_Problem statement_.
Output every line of the material exactly, omitting images.

◆ ◆ ◆ ◆ ◆

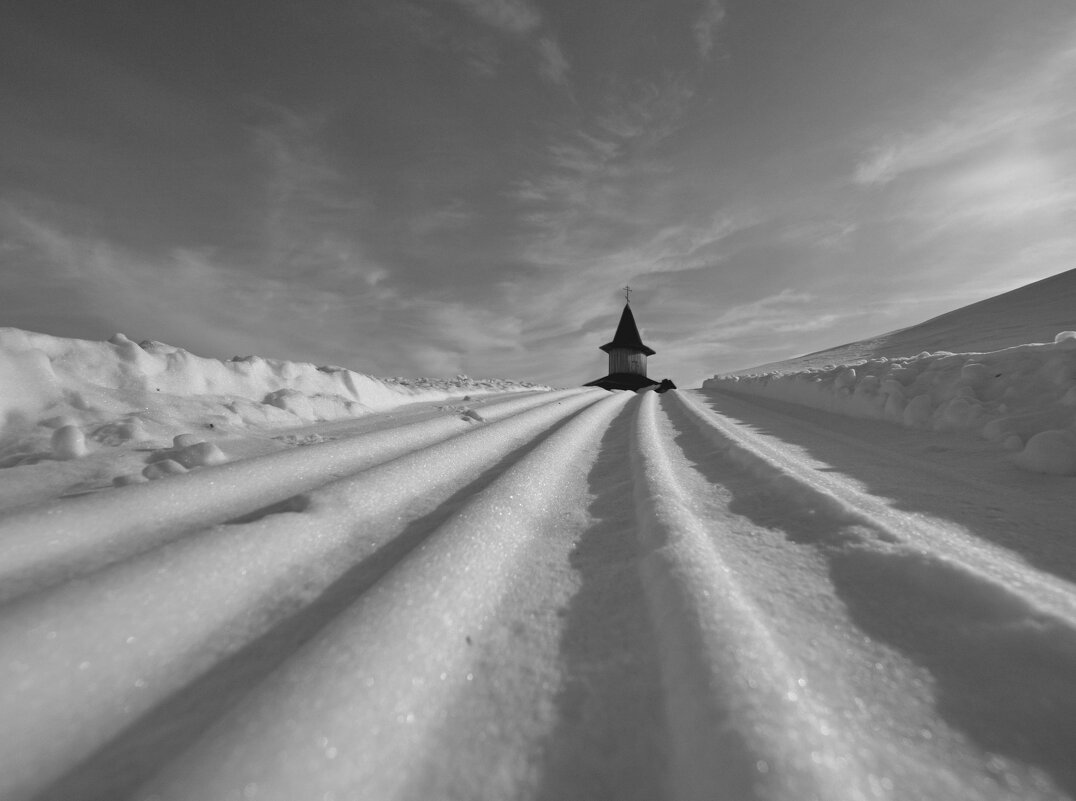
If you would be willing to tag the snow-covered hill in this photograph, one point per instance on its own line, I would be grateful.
(278, 581)
(980, 369)
(78, 416)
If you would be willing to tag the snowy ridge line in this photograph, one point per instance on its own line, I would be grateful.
(386, 669)
(241, 580)
(949, 547)
(59, 539)
(715, 643)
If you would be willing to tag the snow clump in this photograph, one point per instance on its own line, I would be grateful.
(1021, 397)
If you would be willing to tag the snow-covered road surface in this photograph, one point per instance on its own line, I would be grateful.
(553, 595)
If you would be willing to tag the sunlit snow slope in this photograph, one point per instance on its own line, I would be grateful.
(544, 594)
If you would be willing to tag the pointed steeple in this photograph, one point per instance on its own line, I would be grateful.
(627, 356)
(627, 335)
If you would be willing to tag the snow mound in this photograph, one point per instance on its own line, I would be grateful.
(65, 398)
(1022, 397)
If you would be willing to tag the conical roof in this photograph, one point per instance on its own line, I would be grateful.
(627, 335)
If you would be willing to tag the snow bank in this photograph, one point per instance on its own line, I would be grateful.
(61, 398)
(1021, 397)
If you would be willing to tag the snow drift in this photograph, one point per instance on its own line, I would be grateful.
(61, 398)
(1023, 396)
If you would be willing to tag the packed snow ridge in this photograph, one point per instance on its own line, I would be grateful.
(65, 398)
(1021, 397)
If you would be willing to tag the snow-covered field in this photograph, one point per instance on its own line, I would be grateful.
(258, 579)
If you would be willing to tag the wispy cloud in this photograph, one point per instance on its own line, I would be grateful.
(1009, 114)
(707, 25)
(511, 16)
(552, 64)
(651, 110)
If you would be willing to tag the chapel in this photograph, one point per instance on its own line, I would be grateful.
(627, 355)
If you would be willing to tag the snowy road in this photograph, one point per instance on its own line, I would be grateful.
(553, 595)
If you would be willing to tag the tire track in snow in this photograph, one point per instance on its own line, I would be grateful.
(736, 703)
(348, 715)
(182, 608)
(947, 547)
(967, 624)
(52, 543)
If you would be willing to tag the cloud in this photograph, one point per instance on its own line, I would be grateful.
(652, 111)
(511, 16)
(552, 64)
(707, 25)
(1015, 114)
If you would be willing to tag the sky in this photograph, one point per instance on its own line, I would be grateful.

◆ ◆ ◆ ◆ ◆

_Result of the task_.
If you would be willing to tag the snow-covered hill in this photograph, one point per instance on its own line, I would be grateful.
(278, 581)
(980, 369)
(78, 416)
If you would be willing to tag the snowy ridge line in this photograph, one point per instance on its own line, I would be grateful.
(386, 669)
(241, 580)
(949, 547)
(59, 539)
(715, 643)
If you would be willing to tag the snow clump in this photograph, one point per instance on its own line, I would be grateful.
(1021, 397)
If you would be willing to tag the snow-covered road surface in this photograph, one point per instance on its own line, I would be grateful.
(553, 595)
If you would be willing to tag the sunlit snow slope in this photograph, one point per instance on its own line, I would be grateful.
(544, 594)
If you would be willing to tag the pointed steeple in this photograph, one point per instance on its own line, I would be grateful.
(627, 356)
(627, 335)
If you would be willing to tag the snow mound in this photograph, one point per instance on its own line, I would be grateful.
(65, 398)
(1022, 397)
If you would be willing to tag the conical roof in this photograph, one point per instance on its own line, I would be grateful.
(627, 335)
If you would be willing to tag the snow bank in this photograph, one point per instance on its own line, I would be grateful.
(61, 398)
(1021, 397)
If you would be willing to tag the snow drift in this photograph, one point per instance on its own line, I would be grateful.
(61, 398)
(1023, 396)
If you would be willing to tag the packed snow ridge in this photograph, one point per instance on its own line, I would be grateful.
(65, 398)
(1021, 397)
If you would be willing to tag the snow-covered field in this photograph, one point per instance on its own line, I would be grateful.
(258, 579)
If you would be willing to tag the wispy cloud in this photograph, one point per instance on its own line, I would be grateful.
(1009, 114)
(707, 25)
(511, 16)
(552, 64)
(651, 110)
If you would be willing to tag the chapel in this photograph, one point per instance on its own line, I would be grateful.
(627, 355)
If you would be willing to tag the snowy road in this photograph, one point per instance on its own line, I would be grateful.
(553, 595)
If you would be willing to tag the tire track in snow in this photograph, one point per instance on its own line, I would be grateful.
(736, 703)
(348, 715)
(182, 608)
(947, 547)
(967, 624)
(52, 543)
If you would be willing to tag the cloud in this photograph, one point per instance on its own line, I would be grateful.
(652, 111)
(511, 16)
(552, 64)
(707, 25)
(1015, 114)
If you would be willing to tag the sky in this photograph, one point per instance on its own line, I would be grateful.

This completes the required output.